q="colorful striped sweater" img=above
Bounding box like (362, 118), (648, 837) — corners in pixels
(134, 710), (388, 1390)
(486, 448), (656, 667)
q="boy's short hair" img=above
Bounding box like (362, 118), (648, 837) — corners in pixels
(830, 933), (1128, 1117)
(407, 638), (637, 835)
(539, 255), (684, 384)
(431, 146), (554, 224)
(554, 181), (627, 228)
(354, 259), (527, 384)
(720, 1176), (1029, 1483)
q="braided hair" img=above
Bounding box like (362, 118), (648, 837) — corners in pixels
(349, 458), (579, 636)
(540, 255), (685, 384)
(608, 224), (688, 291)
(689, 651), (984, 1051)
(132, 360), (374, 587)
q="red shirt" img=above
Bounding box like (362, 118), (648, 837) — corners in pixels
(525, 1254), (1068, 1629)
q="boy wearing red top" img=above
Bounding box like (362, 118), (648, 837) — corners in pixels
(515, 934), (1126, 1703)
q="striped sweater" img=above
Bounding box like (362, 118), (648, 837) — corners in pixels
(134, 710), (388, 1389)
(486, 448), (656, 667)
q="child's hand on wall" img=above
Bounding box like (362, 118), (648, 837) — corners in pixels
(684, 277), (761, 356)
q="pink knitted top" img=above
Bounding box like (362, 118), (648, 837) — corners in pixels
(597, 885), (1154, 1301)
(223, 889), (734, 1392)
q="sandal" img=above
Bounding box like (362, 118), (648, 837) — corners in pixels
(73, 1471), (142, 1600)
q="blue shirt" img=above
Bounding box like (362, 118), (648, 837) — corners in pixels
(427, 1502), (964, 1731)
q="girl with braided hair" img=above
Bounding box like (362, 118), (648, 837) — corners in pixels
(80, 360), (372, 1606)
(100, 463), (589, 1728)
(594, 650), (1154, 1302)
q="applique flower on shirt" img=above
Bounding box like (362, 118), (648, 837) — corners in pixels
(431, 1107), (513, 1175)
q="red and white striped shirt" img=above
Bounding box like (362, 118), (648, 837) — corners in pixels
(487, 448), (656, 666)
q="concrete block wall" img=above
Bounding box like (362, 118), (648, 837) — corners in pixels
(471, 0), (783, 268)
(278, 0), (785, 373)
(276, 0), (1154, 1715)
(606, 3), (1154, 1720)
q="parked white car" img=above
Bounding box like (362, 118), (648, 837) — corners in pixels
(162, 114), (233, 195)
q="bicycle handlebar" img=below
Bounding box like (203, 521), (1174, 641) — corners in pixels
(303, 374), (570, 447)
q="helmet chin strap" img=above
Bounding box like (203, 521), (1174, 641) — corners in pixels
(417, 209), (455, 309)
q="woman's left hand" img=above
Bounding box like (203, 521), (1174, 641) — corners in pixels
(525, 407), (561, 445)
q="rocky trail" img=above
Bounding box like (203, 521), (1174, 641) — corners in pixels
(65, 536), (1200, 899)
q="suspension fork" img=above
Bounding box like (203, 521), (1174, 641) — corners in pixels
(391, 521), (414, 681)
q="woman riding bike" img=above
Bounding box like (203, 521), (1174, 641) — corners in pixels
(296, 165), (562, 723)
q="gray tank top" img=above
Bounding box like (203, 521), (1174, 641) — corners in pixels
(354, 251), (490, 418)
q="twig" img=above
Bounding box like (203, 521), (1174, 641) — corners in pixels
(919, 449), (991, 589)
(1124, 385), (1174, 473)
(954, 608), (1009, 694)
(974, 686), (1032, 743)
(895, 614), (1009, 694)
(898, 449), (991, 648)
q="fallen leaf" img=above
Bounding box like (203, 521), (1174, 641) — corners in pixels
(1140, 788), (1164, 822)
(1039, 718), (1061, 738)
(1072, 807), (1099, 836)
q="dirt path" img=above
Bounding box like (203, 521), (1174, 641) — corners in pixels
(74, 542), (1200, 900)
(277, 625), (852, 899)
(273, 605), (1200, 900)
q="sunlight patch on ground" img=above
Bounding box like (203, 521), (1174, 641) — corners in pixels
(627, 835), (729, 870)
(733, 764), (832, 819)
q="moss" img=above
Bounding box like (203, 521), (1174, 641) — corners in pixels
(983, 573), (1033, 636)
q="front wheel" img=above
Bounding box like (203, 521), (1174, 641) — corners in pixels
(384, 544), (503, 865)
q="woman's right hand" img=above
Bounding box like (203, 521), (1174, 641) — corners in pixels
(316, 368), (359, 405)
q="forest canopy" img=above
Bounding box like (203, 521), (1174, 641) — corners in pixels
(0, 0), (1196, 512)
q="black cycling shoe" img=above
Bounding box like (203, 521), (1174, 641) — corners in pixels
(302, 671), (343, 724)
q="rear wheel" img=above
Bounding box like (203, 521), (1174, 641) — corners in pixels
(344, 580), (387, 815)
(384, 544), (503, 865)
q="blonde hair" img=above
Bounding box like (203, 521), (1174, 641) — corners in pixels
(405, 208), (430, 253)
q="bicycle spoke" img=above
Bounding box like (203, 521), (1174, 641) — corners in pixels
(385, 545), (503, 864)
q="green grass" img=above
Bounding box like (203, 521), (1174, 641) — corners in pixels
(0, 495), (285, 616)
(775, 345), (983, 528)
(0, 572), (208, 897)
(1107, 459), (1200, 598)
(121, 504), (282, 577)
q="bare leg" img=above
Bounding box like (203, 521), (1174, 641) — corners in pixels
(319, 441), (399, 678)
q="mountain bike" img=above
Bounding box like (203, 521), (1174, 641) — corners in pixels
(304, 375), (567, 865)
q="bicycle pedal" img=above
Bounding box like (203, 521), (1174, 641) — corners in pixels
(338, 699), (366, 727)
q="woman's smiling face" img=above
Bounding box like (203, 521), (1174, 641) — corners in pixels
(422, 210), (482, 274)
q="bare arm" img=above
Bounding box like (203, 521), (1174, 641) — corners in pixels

# # # #

(Exercise): Retype the whole listing without changing anything.

(Result below):
q="colorful striped sweater" img=above
Bounding box like (362, 118), (648, 837) — corners in pixels
(134, 710), (388, 1390)
(486, 448), (656, 667)
q="boy's short hair" img=above
Bounding box like (362, 118), (648, 837) — corners in pixels
(830, 933), (1128, 1117)
(407, 638), (637, 835)
(539, 255), (684, 384)
(431, 146), (554, 224)
(554, 181), (627, 228)
(354, 259), (527, 384)
(720, 1176), (1029, 1483)
q="braided hair" img=above
Bounding box like (362, 118), (648, 837) — corners in pixels
(349, 458), (579, 636)
(540, 255), (685, 384)
(608, 224), (688, 291)
(689, 651), (984, 1051)
(132, 360), (374, 587)
q="red shirt" img=above
Bounding box like (362, 118), (648, 837) — corners in pixels
(525, 1254), (1068, 1629)
q="boy wearing red top" img=above
Bounding box like (362, 118), (648, 837) — corners in pixels
(515, 934), (1126, 1703)
q="striped sweater" img=above
Bounding box like (362, 118), (648, 837) — corners in pixels
(134, 710), (388, 1389)
(486, 448), (656, 667)
q="child's hand on wall" img=above
Bounding box like (362, 118), (648, 837) — corners in pixels
(684, 277), (761, 356)
q="pink knitted top" img=above
Bounding box like (362, 118), (648, 837) — corners in pixels
(597, 885), (1154, 1301)
(223, 889), (734, 1392)
q="sandal" img=above
Bounding box like (362, 118), (648, 837) — corners in pixels
(73, 1471), (142, 1600)
q="blue shirt" img=above
Bounding box like (362, 118), (648, 837) — corners in pixels
(427, 1502), (964, 1731)
q="girl with braided hair" img=above
Bounding box like (362, 118), (648, 837) — corners in pixels
(80, 360), (372, 1606)
(100, 463), (589, 1728)
(594, 650), (1154, 1302)
q="applique flower on shirt" img=above
Bounding box like (362, 118), (648, 837) — corners in pixels
(431, 1107), (513, 1175)
q="red and white striped shirt" img=above
Bounding box like (362, 118), (648, 837) — corners in pixels
(487, 448), (656, 666)
q="concrete block wall" img=above
Bounding box like (362, 118), (648, 837) — corners in pixels
(471, 0), (783, 268)
(278, 0), (785, 373)
(276, 0), (1154, 1715)
(606, 3), (1154, 1720)
q="parked white car" img=above
Bounding box like (362, 118), (648, 837) — corners in pixels
(162, 114), (233, 195)
q="bicycle handlebar" img=below
Bounding box like (203, 521), (1174, 641) — corners in pixels
(303, 374), (570, 447)
q="helmet chin strap" img=above
Bounding box like (203, 521), (1174, 641) — corners in pixels
(417, 209), (455, 309)
q="woman's left hand" img=above
Bounding box like (203, 521), (1174, 641) — corners in pixels
(525, 407), (561, 445)
q="rocky trail" img=above
Bounding box like (203, 521), (1174, 641) — corners in pixels
(65, 536), (1200, 899)
q="suspension fork" img=above
Bounding box like (203, 521), (1174, 641) — corners in pixels
(391, 521), (414, 681)
q="woman riding bike" img=above
Bounding box like (203, 521), (1174, 641) — corners in pixels
(296, 165), (562, 723)
q="gray tank top" img=above
Bounding box like (203, 521), (1174, 641) — corners in pixels
(354, 251), (490, 418)
q="twig" img=above
Bounding box like (203, 521), (1174, 641) — corners in pixels
(919, 449), (991, 589)
(1124, 385), (1174, 473)
(954, 608), (1009, 694)
(974, 686), (1032, 743)
(895, 614), (1009, 694)
(898, 449), (991, 648)
q="fallen leaf" img=above
Bounding box like (203, 521), (1174, 641) — corners in pixels
(1140, 788), (1164, 822)
(1039, 718), (1061, 738)
(1072, 807), (1099, 836)
q="dirt path" img=above
Bounding box like (203, 521), (1174, 641) — corners in pixels
(74, 542), (1200, 900)
(277, 625), (852, 899)
(273, 605), (1200, 900)
q="sunlight patch on ground" img=above
Bounding box like (203, 521), (1174, 641) — corners in pixels
(627, 835), (729, 870)
(733, 764), (832, 819)
q="moss" img=above
Bounding box like (203, 521), (1174, 641) — corners in pixels
(983, 573), (1033, 636)
q="front wheel" img=above
Bounding box like (203, 521), (1174, 641) — corners in pixels
(384, 544), (503, 865)
q="woman's right hand" img=above
Bounding box like (203, 521), (1174, 641) — corners in pixels
(316, 368), (359, 405)
q="forest canopy" img=above
Bounding box like (203, 521), (1174, 641) — corners in pixels
(0, 0), (1196, 512)
q="black cycling shoe" img=above
Bounding box like (203, 521), (1174, 641) — corners in pixels
(302, 671), (343, 724)
q="rear wheel" img=above
Bounding box like (203, 521), (1174, 641) — corners in pixels
(344, 580), (387, 815)
(384, 544), (503, 865)
q="blonde hair" img=above
Bounding box like (203, 521), (1174, 641) — corners in pixels
(405, 208), (430, 253)
q="bicycle spoke" img=above
Bounding box like (203, 521), (1174, 641) — corners in pixels
(385, 545), (503, 864)
q="green grass" img=above
Bounding box like (203, 521), (1174, 641) — corners in pixels
(0, 495), (285, 616)
(775, 345), (983, 528)
(0, 572), (208, 897)
(1107, 459), (1200, 598)
(121, 504), (282, 577)
q="bare leg" img=above
Bounding box like (203, 521), (1174, 641) — corners in pixels
(319, 441), (399, 678)
q="mountain bike" img=above
Bounding box like (203, 521), (1174, 641) — corners in pixels
(304, 375), (567, 865)
q="bicycle pedal" img=above
Bounding box like (203, 521), (1174, 641) — corners in pixels
(338, 699), (366, 727)
q="woman's smiling face" img=above
Bounding box like (203, 521), (1174, 641) — corners in pixels
(422, 210), (482, 274)
q="bare arm" img=above
Bounding box like (203, 521), (1174, 641) — corners in pixels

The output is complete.